*Given problem*
Collect every line in the items below that contains the word "marking", and copy each of those lines out in full.

[Location identification entries]
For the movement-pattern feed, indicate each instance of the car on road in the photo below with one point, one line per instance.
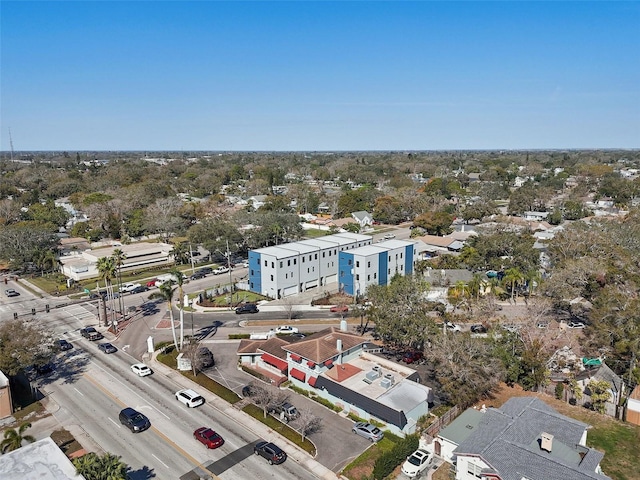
(140, 289)
(63, 345)
(412, 357)
(368, 431)
(129, 287)
(220, 270)
(189, 397)
(85, 332)
(417, 463)
(247, 308)
(141, 369)
(339, 309)
(204, 358)
(107, 348)
(286, 330)
(134, 420)
(274, 454)
(208, 437)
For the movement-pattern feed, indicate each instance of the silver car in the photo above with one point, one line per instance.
(368, 431)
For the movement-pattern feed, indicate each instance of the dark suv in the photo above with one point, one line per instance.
(271, 452)
(134, 420)
(247, 308)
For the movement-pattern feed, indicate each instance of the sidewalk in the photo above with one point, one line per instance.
(241, 418)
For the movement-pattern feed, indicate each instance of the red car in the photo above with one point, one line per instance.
(208, 437)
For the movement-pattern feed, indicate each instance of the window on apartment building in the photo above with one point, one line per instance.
(475, 470)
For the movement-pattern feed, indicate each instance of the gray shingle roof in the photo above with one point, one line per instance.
(508, 440)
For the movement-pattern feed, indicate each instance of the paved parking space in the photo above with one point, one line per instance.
(335, 442)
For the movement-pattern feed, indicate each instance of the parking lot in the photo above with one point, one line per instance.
(335, 442)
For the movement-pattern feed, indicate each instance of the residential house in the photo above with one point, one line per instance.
(365, 219)
(336, 365)
(633, 406)
(523, 439)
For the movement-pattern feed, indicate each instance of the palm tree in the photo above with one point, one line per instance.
(165, 292)
(177, 275)
(118, 260)
(513, 277)
(13, 438)
(106, 267)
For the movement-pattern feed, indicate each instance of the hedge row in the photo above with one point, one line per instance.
(388, 461)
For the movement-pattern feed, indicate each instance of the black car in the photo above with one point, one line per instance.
(87, 331)
(63, 345)
(134, 420)
(247, 308)
(107, 348)
(271, 452)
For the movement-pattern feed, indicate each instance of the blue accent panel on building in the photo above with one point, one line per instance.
(255, 272)
(345, 272)
(383, 262)
(408, 263)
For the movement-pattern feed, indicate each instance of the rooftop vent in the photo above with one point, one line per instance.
(546, 441)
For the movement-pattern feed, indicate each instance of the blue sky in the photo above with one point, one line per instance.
(214, 75)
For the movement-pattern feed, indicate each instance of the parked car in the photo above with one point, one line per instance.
(368, 431)
(286, 330)
(63, 345)
(134, 420)
(141, 369)
(274, 454)
(417, 463)
(247, 308)
(204, 357)
(412, 357)
(128, 287)
(339, 309)
(107, 348)
(208, 437)
(85, 332)
(189, 397)
(286, 412)
(478, 328)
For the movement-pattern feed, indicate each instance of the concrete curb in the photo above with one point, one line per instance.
(241, 418)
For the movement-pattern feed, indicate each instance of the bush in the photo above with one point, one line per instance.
(388, 461)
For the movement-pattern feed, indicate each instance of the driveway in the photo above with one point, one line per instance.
(335, 442)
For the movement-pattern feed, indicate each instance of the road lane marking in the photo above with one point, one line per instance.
(165, 465)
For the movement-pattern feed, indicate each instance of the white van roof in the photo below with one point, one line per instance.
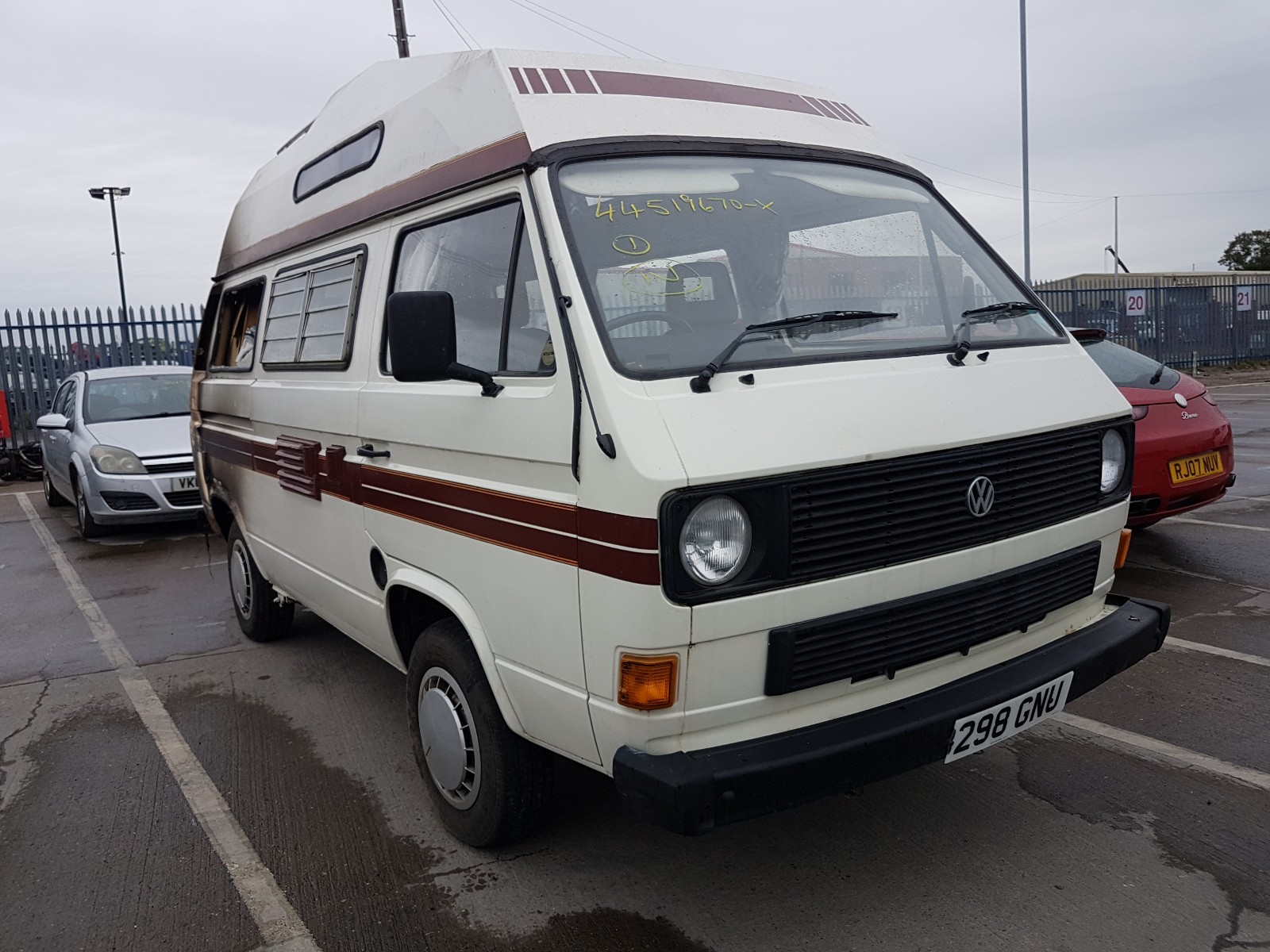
(455, 118)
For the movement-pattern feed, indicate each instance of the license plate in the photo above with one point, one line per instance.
(1194, 467)
(982, 730)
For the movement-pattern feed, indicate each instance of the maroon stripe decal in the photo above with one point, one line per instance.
(638, 84)
(560, 549)
(641, 568)
(630, 531)
(461, 171)
(537, 83)
(429, 501)
(581, 82)
(556, 79)
(549, 516)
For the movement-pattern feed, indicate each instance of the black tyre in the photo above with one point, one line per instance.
(51, 495)
(88, 526)
(256, 601)
(491, 786)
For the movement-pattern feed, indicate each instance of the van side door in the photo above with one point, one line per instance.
(478, 492)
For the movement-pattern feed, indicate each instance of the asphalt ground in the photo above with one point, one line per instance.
(165, 785)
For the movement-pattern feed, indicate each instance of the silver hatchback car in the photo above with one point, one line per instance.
(116, 444)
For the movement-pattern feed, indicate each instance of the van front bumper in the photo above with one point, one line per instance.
(691, 793)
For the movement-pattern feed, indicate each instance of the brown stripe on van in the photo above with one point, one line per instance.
(556, 79)
(581, 82)
(641, 84)
(461, 171)
(630, 531)
(524, 539)
(559, 517)
(641, 568)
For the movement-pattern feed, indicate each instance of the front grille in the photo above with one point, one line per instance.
(895, 511)
(178, 466)
(127, 501)
(883, 639)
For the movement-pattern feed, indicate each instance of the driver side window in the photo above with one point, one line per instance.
(484, 262)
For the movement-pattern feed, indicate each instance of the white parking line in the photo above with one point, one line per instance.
(276, 918)
(1153, 749)
(1226, 524)
(1184, 645)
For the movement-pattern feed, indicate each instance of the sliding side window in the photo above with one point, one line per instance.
(234, 344)
(311, 315)
(486, 264)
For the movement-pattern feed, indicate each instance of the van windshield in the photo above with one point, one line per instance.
(683, 253)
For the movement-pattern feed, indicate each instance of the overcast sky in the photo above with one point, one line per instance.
(183, 101)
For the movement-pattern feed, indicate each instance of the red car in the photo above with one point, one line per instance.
(1184, 452)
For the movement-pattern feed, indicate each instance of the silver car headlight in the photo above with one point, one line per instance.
(715, 539)
(1113, 460)
(116, 461)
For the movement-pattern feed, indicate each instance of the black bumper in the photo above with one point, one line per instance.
(694, 793)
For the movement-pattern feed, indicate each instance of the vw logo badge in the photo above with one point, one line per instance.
(979, 495)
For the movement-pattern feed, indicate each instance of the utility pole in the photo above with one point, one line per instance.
(1022, 73)
(125, 330)
(403, 38)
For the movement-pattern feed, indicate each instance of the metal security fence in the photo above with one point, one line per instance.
(38, 349)
(1184, 325)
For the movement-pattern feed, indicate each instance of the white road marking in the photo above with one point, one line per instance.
(1184, 645)
(276, 918)
(1226, 524)
(1153, 749)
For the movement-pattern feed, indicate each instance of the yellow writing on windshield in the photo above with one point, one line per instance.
(677, 205)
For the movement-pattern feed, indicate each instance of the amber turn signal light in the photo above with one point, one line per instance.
(647, 683)
(1122, 552)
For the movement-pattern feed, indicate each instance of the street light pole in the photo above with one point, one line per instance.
(112, 190)
(1022, 73)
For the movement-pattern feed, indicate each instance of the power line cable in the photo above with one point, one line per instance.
(565, 25)
(452, 22)
(578, 23)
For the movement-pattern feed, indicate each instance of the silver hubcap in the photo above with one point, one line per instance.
(448, 738)
(241, 578)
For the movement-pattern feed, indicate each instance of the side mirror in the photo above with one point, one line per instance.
(421, 327)
(52, 422)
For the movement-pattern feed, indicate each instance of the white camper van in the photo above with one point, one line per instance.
(664, 419)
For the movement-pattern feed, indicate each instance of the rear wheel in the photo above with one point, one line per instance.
(51, 495)
(256, 602)
(489, 786)
(88, 526)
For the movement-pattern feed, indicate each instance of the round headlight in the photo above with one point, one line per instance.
(715, 541)
(1113, 460)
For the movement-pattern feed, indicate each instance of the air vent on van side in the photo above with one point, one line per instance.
(298, 466)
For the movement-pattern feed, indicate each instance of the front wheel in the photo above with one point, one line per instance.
(260, 615)
(489, 786)
(88, 526)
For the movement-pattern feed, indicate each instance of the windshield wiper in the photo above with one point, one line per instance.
(702, 382)
(990, 314)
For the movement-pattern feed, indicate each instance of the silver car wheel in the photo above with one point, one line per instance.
(241, 578)
(448, 736)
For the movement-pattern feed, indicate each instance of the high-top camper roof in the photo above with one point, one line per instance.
(414, 129)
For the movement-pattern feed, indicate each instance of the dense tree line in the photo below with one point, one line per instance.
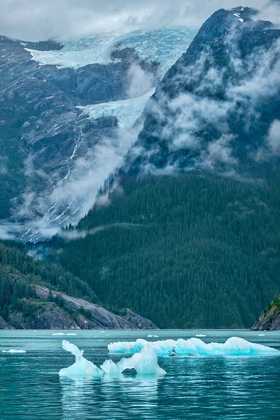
(18, 272)
(186, 251)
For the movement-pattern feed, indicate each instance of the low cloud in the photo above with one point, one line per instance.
(64, 19)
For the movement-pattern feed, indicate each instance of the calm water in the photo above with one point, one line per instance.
(194, 387)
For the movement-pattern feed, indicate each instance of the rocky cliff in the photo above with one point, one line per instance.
(270, 318)
(53, 310)
(218, 107)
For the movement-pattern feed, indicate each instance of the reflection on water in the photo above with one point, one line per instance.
(108, 397)
(194, 387)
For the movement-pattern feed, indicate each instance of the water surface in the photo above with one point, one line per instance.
(194, 387)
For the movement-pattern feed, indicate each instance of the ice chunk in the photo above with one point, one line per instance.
(82, 367)
(234, 346)
(145, 363)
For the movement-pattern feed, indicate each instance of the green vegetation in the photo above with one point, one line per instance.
(186, 251)
(274, 304)
(18, 272)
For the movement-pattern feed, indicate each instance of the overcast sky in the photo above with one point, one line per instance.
(64, 19)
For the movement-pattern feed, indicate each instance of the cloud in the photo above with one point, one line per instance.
(273, 138)
(63, 19)
(201, 111)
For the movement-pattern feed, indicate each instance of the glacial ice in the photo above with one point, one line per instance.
(126, 111)
(144, 362)
(82, 367)
(234, 346)
(164, 45)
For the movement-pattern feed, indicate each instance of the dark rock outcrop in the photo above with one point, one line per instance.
(85, 315)
(270, 318)
(217, 108)
(44, 132)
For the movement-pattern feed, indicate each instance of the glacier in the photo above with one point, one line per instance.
(145, 363)
(163, 45)
(234, 346)
(126, 111)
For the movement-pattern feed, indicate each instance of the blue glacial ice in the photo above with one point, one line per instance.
(82, 366)
(144, 362)
(126, 111)
(164, 45)
(234, 346)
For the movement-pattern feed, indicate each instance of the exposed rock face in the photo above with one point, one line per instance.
(44, 132)
(71, 313)
(3, 324)
(96, 317)
(270, 318)
(218, 107)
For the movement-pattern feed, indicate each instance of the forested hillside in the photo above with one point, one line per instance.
(187, 251)
(19, 273)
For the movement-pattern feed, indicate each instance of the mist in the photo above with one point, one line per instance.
(67, 19)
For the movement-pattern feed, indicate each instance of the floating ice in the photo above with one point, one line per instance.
(234, 346)
(144, 362)
(82, 367)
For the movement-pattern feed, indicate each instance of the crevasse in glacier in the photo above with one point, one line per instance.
(234, 346)
(163, 45)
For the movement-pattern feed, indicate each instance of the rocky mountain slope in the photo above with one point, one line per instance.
(178, 234)
(270, 318)
(218, 107)
(60, 121)
(26, 302)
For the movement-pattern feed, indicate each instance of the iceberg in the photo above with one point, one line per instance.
(144, 363)
(82, 367)
(234, 346)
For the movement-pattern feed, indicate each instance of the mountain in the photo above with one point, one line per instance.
(218, 107)
(64, 125)
(26, 302)
(270, 318)
(188, 231)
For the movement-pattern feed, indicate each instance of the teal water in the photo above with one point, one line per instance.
(194, 387)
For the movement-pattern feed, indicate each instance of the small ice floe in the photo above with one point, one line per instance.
(234, 346)
(143, 363)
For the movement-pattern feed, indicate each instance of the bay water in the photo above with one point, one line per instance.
(205, 387)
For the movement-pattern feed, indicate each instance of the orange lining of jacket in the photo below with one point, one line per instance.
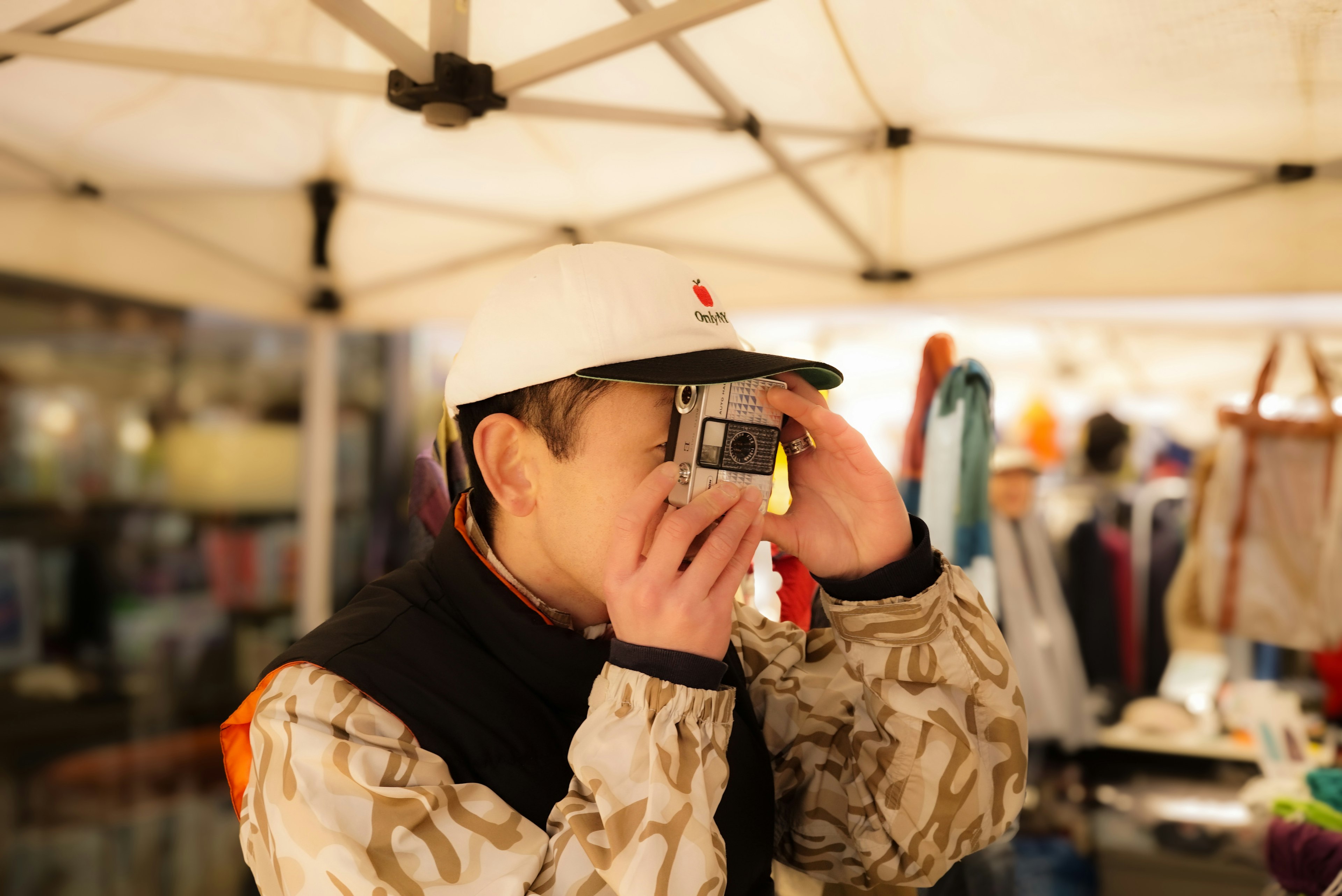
(235, 733)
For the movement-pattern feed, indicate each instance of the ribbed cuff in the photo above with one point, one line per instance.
(913, 575)
(677, 667)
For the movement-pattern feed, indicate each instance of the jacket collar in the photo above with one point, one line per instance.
(556, 662)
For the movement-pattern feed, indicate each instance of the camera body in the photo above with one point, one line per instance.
(724, 432)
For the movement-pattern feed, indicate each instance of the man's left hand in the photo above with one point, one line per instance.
(847, 518)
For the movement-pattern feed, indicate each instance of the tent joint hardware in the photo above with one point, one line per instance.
(325, 301)
(461, 90)
(886, 276)
(1293, 172)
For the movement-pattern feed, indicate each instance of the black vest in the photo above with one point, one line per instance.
(482, 682)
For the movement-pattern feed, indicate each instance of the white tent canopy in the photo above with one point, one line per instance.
(796, 152)
(1057, 150)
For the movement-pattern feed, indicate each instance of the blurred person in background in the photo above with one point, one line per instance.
(565, 697)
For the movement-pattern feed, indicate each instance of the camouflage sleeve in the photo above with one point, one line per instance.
(343, 800)
(898, 736)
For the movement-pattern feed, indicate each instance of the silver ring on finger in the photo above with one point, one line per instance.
(798, 446)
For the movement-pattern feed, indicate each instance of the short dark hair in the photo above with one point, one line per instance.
(554, 410)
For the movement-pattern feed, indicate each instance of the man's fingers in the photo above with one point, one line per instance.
(679, 527)
(725, 588)
(829, 430)
(631, 527)
(799, 387)
(722, 545)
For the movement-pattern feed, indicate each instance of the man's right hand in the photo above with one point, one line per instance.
(651, 602)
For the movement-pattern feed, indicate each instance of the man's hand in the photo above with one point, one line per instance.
(650, 599)
(847, 518)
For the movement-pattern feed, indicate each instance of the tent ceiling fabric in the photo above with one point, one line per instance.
(201, 183)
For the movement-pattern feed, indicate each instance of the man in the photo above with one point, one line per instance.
(470, 725)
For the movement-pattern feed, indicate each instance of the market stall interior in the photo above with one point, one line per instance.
(238, 242)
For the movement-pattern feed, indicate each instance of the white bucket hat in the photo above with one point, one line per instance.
(607, 312)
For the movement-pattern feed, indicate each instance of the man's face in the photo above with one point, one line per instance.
(622, 439)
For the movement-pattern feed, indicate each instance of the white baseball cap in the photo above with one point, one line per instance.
(607, 312)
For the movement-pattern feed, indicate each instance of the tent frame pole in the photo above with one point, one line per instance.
(317, 509)
(382, 35)
(450, 27)
(67, 15)
(738, 115)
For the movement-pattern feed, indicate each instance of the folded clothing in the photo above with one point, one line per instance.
(1326, 787)
(1312, 811)
(1302, 858)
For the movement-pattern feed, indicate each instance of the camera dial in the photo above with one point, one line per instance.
(743, 447)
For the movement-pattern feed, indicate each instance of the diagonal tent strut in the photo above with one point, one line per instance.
(67, 15)
(551, 234)
(447, 34)
(736, 112)
(1102, 226)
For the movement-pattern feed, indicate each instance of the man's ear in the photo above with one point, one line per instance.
(501, 451)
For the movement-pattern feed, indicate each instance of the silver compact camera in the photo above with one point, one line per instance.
(724, 432)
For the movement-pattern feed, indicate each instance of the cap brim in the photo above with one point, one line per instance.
(714, 365)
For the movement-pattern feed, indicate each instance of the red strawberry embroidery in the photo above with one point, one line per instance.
(702, 292)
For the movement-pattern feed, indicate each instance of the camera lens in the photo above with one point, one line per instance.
(743, 447)
(685, 399)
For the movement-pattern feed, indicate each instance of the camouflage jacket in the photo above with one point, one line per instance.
(898, 741)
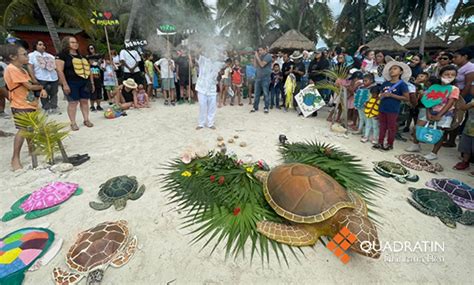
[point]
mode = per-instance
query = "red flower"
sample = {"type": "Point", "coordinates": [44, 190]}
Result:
{"type": "Point", "coordinates": [221, 180]}
{"type": "Point", "coordinates": [236, 211]}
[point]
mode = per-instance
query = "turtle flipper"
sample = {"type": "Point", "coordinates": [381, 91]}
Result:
{"type": "Point", "coordinates": [291, 235]}
{"type": "Point", "coordinates": [62, 277]}
{"type": "Point", "coordinates": [78, 192]}
{"type": "Point", "coordinates": [467, 218]}
{"type": "Point", "coordinates": [99, 206]}
{"type": "Point", "coordinates": [126, 254]}
{"type": "Point", "coordinates": [16, 211]}
{"type": "Point", "coordinates": [138, 193]}
{"type": "Point", "coordinates": [448, 222]}
{"type": "Point", "coordinates": [40, 213]}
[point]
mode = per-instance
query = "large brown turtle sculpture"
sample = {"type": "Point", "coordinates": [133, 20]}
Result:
{"type": "Point", "coordinates": [315, 205]}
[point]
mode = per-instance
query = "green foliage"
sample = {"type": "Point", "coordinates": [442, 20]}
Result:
{"type": "Point", "coordinates": [43, 134]}
{"type": "Point", "coordinates": [223, 210]}
{"type": "Point", "coordinates": [343, 167]}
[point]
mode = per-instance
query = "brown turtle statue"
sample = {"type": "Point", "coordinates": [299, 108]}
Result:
{"type": "Point", "coordinates": [108, 243]}
{"type": "Point", "coordinates": [315, 205]}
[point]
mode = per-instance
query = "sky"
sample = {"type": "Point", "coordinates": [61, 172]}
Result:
{"type": "Point", "coordinates": [336, 7]}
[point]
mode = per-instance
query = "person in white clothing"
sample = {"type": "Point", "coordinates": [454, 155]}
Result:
{"type": "Point", "coordinates": [42, 68]}
{"type": "Point", "coordinates": [207, 91]}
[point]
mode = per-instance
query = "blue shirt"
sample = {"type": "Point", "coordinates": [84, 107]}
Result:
{"type": "Point", "coordinates": [392, 105]}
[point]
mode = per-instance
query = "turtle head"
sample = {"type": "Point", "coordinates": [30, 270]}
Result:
{"type": "Point", "coordinates": [95, 277]}
{"type": "Point", "coordinates": [261, 176]}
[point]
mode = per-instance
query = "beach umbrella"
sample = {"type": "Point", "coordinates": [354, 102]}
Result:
{"type": "Point", "coordinates": [385, 43]}
{"type": "Point", "coordinates": [432, 42]}
{"type": "Point", "coordinates": [292, 40]}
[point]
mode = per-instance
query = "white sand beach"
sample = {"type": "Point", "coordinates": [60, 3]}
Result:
{"type": "Point", "coordinates": [140, 143]}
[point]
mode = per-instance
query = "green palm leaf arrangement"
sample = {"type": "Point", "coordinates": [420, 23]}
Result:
{"type": "Point", "coordinates": [343, 167]}
{"type": "Point", "coordinates": [223, 201]}
{"type": "Point", "coordinates": [44, 135]}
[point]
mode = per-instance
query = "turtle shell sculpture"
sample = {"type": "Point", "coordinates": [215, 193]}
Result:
{"type": "Point", "coordinates": [315, 205]}
{"type": "Point", "coordinates": [108, 243]}
{"type": "Point", "coordinates": [461, 193]}
{"type": "Point", "coordinates": [116, 191]}
{"type": "Point", "coordinates": [42, 201]}
{"type": "Point", "coordinates": [395, 171]}
{"type": "Point", "coordinates": [23, 249]}
{"type": "Point", "coordinates": [439, 204]}
{"type": "Point", "coordinates": [418, 162]}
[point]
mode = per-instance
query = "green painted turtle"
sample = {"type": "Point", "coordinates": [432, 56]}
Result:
{"type": "Point", "coordinates": [116, 191]}
{"type": "Point", "coordinates": [439, 204]}
{"type": "Point", "coordinates": [315, 205]}
{"type": "Point", "coordinates": [394, 170]}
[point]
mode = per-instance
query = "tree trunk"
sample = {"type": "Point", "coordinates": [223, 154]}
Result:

*In response*
For the movement-pattern feed, indicate each instance of the road lane marking in the photo above with one point, one line per instance.
For the movement-pattern feed, indicate each instance of the white road marking in the photo above with one point, one line per instance.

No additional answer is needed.